## To be done
Report every line of the items that contains the string "tire".

## Dataset
__________

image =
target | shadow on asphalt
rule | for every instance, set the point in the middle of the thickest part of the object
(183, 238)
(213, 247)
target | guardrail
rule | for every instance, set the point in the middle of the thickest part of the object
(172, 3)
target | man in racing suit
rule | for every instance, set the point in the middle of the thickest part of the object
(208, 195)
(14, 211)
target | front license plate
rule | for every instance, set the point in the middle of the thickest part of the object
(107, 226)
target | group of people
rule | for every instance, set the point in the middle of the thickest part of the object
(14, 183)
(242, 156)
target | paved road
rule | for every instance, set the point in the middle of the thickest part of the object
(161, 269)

__________

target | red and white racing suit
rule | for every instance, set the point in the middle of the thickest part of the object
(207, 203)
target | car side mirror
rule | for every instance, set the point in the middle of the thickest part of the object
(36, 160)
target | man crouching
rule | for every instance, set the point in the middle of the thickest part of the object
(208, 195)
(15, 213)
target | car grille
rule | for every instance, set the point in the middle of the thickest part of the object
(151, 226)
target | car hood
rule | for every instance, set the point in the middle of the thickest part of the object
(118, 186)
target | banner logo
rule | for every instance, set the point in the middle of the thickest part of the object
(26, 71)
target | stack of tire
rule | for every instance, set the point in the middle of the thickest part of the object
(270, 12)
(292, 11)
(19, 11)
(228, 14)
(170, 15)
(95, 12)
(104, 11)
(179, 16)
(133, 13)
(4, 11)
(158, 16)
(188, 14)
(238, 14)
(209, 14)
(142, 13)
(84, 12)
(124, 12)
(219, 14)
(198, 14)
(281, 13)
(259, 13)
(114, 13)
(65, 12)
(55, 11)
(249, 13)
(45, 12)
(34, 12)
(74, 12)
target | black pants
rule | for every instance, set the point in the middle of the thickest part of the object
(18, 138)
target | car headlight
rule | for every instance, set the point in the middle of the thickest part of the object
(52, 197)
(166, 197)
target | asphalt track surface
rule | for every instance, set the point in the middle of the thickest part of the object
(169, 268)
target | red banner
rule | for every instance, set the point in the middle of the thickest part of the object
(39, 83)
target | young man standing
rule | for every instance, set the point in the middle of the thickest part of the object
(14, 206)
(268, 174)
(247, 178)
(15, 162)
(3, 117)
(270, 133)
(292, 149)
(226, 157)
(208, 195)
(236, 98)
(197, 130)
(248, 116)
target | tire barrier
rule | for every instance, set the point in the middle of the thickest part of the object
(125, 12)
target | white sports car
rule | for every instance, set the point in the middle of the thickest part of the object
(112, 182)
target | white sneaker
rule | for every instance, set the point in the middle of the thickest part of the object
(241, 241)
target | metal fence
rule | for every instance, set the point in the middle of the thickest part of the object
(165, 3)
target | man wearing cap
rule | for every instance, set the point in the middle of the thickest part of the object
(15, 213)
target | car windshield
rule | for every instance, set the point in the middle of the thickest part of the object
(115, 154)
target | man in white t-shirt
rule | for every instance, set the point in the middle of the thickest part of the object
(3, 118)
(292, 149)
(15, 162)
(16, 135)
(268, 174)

__________

## Solution to the exercise
target | stack of tire
target | tire barrier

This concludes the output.